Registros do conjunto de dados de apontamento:
----

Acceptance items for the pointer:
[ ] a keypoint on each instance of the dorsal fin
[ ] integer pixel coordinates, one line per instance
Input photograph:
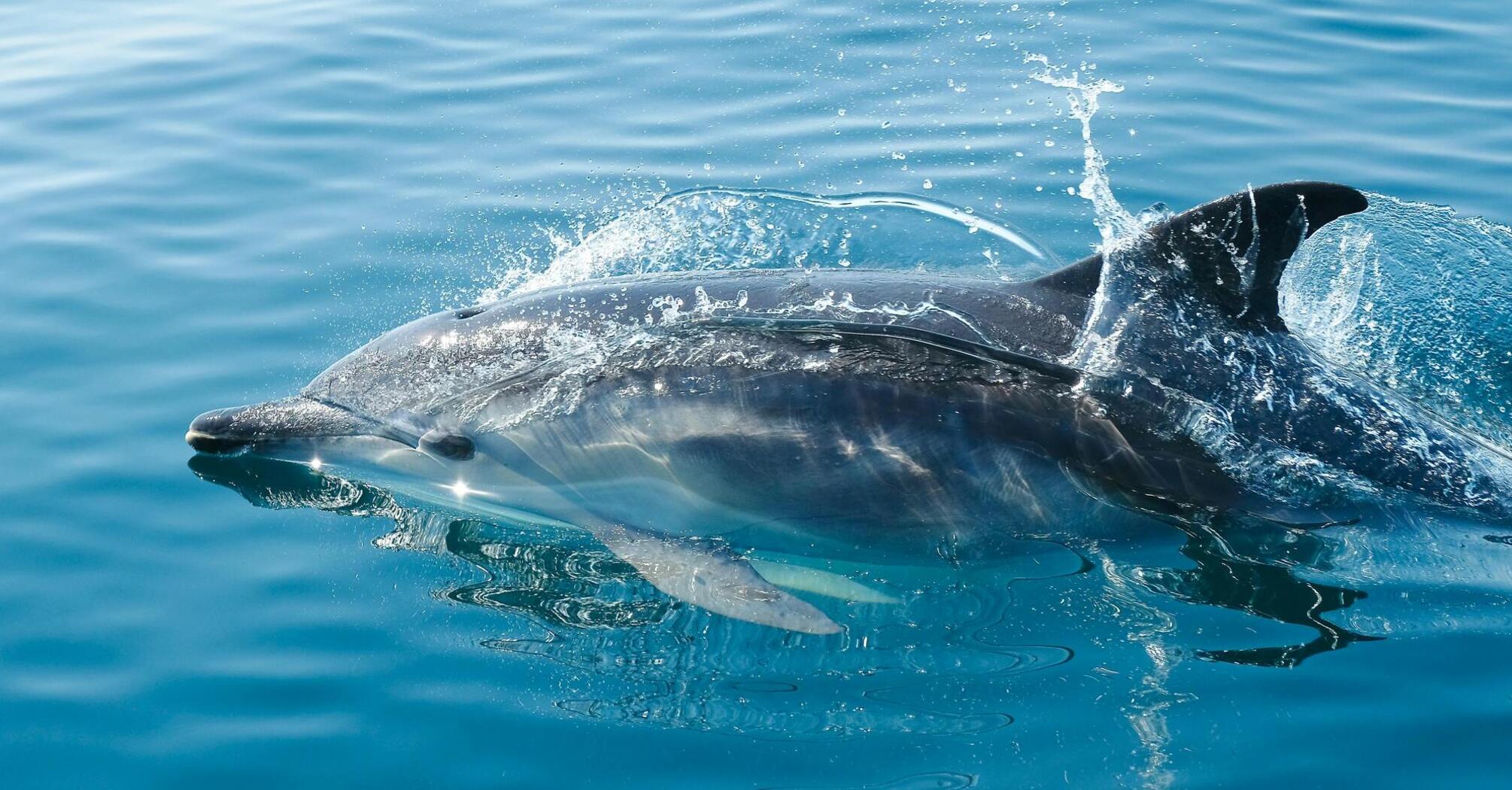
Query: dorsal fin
(1234, 248)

----

Objetivo do exercício:
Repita todas as linhas acima sem alterar nada. Deixe as imagens de fora da resposta.

Resultado abaixo:
Acceptance items for the pointer:
[ ] a keypoint on each instance of the dorsal fin
[ ] integer pixel coordinates, one line per instance
Input photograph:
Query: dorsal fin
(1234, 248)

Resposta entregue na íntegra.